Find each line in the data below that contains the string "tree", treating case as significant, and copy those lines.

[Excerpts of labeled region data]
>> START
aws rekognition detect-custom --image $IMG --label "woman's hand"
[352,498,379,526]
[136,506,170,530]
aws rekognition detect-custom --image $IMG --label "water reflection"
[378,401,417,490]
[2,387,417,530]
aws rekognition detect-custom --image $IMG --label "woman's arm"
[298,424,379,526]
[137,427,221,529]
>> END
>> START
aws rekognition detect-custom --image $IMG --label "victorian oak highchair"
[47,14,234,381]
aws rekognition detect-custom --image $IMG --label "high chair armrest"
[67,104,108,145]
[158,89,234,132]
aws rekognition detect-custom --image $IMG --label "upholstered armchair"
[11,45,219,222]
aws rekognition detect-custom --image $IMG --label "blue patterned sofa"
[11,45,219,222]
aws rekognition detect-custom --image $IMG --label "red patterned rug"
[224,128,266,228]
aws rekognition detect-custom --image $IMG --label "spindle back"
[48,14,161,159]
>> END
>> START
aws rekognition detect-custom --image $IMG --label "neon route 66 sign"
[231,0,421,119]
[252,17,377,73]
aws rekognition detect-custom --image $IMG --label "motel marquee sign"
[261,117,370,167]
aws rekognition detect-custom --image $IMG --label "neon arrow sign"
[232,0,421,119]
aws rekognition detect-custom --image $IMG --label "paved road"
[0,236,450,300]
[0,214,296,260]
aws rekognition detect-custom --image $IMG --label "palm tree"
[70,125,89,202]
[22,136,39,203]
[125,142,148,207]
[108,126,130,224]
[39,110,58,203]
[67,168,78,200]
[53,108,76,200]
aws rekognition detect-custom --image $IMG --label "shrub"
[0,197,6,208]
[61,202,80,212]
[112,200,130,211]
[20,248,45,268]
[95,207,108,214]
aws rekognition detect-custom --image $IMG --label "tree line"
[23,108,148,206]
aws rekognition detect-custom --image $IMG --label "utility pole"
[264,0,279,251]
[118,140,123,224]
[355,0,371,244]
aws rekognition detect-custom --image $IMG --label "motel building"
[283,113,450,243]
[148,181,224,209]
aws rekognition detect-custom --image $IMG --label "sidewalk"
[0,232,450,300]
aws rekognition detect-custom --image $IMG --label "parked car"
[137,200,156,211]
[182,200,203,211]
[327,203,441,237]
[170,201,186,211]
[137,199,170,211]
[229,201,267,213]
>> END
- _ANSWER TO THE PROBLEM_
aws rekognition detect-custom --image $IMG --label "palm tree"
aws rekognition detect-custom --image $IMG --label "tree line"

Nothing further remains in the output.